[WHAT TO WORK ON] Copy the passage on openIMIS below word for word, from start to finish.

But the scheme has become a victim of its own success: it is so heavily used that, at one point, a backlog of nearly 80,000 claims had built up. Although these were ultimately cleared, through a special adjudication process supported by the Clinton Health Access Initiative (CHAI), it has become apparent that changes to the management of core business processes are needed to avoid a recurrence of the same problem. Discussions are now underway about how openIMIS could be tailored to meet the needs of the CBHI.

Beyond health insurance

Although openIMIS was originally developed in the context of health insurance, its modular design means that it can easily be customised to meet the needs of other types of financing schemes which involve multiple stakeholders and the exchange of large amounts of data. Operators of social protection schemes which address other types of risk are beginning to recognise that openIMIS’ core functionality makes it applicable to their needs as well. 

In Nepal, the Social Security Fund intends to use openIMIS to manage its Employment Injury Insurance scheme for formal sector workers. Launched in 2019, the scheme currently covers more than 130,000 employees, providing them with full coverage of medical expenses following employment-related accidents and salary compensation until the employee returns to work. The scheme lacks a set of standard operating procedures and a management information system that would allow it to systematically process claims; thus far, submitted claims have been processed manually. Recognising that a digitalised system would be much more efficient, the Social Security Fund will work with the GIZ Sector Initiative Social Protection, the S2HSP project, Hochschule Bonn-Rhein-Sieg and the German Social Accident Insurance (DGUV) to customise openIMIS as the management system for the Employment Injury Insurance scheme and to build the capacity of Social Security Fund personnel to manage such a scheme, which is completely new for Nepal.

[LISTED RECORDS]
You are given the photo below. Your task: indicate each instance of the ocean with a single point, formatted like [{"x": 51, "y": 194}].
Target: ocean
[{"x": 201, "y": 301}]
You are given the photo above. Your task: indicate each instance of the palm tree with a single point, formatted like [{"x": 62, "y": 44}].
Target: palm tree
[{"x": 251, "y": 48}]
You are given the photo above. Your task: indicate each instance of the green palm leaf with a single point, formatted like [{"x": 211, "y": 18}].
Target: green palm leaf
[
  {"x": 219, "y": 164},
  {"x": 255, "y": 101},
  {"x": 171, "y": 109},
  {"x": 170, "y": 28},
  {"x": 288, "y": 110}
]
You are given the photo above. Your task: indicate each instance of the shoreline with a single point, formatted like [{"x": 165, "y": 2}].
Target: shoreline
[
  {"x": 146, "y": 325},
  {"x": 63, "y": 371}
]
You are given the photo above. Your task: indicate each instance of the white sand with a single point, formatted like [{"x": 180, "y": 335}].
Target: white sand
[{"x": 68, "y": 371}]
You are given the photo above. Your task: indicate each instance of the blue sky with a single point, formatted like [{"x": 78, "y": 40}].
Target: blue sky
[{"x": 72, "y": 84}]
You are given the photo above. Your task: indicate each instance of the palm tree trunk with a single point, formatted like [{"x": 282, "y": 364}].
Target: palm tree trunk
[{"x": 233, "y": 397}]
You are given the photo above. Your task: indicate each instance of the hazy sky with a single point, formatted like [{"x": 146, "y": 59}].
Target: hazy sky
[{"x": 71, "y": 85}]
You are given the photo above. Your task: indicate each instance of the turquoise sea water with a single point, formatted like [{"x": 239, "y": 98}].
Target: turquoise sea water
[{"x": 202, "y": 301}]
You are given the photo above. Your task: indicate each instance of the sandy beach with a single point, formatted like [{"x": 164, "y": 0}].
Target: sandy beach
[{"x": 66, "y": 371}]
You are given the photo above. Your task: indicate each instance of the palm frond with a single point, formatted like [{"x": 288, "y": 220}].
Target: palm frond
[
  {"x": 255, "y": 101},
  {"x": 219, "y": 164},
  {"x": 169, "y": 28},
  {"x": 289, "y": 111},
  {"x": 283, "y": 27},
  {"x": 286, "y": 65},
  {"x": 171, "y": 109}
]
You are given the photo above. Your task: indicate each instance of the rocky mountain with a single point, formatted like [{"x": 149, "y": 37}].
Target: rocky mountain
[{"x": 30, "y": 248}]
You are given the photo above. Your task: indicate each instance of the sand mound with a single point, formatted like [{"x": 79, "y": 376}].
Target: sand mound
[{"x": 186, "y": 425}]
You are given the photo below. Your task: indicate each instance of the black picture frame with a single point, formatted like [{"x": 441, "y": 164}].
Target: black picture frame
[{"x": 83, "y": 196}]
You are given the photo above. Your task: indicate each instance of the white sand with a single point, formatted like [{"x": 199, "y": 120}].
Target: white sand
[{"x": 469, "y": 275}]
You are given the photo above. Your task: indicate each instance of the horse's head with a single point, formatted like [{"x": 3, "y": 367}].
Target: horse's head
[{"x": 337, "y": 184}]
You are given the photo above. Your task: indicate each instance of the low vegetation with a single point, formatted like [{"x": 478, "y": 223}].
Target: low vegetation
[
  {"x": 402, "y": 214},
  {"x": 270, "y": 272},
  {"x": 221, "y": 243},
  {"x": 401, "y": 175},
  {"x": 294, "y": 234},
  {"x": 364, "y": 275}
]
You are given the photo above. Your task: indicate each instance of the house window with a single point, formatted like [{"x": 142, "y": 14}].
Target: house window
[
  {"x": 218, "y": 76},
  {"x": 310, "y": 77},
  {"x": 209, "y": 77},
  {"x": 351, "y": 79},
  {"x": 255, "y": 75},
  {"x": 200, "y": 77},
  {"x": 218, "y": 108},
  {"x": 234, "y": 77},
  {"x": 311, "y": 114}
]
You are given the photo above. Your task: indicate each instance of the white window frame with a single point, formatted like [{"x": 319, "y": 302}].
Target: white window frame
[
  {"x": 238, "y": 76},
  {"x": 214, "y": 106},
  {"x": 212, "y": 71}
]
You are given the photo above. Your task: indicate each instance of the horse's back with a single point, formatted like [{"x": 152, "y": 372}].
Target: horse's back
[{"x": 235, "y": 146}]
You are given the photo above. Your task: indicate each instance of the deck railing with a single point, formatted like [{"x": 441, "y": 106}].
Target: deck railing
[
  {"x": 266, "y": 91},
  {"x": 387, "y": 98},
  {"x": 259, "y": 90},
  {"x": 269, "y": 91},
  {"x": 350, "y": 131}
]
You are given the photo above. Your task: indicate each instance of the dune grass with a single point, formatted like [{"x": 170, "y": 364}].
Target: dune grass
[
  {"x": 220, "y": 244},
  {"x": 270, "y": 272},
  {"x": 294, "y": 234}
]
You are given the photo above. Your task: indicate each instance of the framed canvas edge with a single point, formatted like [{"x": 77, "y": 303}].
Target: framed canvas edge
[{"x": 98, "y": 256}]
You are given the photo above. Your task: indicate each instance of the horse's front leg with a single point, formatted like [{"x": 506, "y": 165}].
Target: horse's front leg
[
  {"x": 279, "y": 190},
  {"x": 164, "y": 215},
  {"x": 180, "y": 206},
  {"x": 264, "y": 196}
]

[WRITTEN ANSWER]
But the scheme has become a victim of its own success: it is so heavily used that, at one point, a backlog of nearly 80,000 claims had built up. Although these were ultimately cleared, through a special adjudication process supported by the Clinton Health Access Initiative (CHAI), it has become apparent that changes to the management of core business processes are needed to avoid a recurrence of the same problem. Discussions are now underway about how openIMIS could be tailored to meet the needs of the CBHI.

Beyond health insurance

Although openIMIS was originally developed in the context of health insurance, its modular design means that it can easily be customised to meet the needs of other types of financing schemes which involve multiple stakeholders and the exchange of large amounts of data. Operators of social protection schemes which address other types of risk are beginning to recognise that openIMIS’ core functionality makes it applicable to their needs as well. 

In Nepal, the Social Security Fund intends to use openIMIS to manage its Employment Injury Insurance scheme for formal sector workers. Launched in 2019, the scheme currently covers more than 130,000 employees, providing them with full coverage of medical expenses following employment-related accidents and salary compensation until the employee returns to work. The scheme lacks a set of standard operating procedures and a management information system that would allow it to systematically process claims; thus far, submitted claims have been processed manually. Recognising that a digitalised system would be much more efficient, the Social Security Fund will work with the GIZ Sector Initiative Social Protection, the S2HSP project, Hochschule Bonn-Rhein-Sieg and the German Social Accident Insurance (DGUV) to customise openIMIS as the management system for the Employment Injury Insurance scheme and to build the capacity of Social Security Fund personnel to manage such a scheme, which is completely new for Nepal.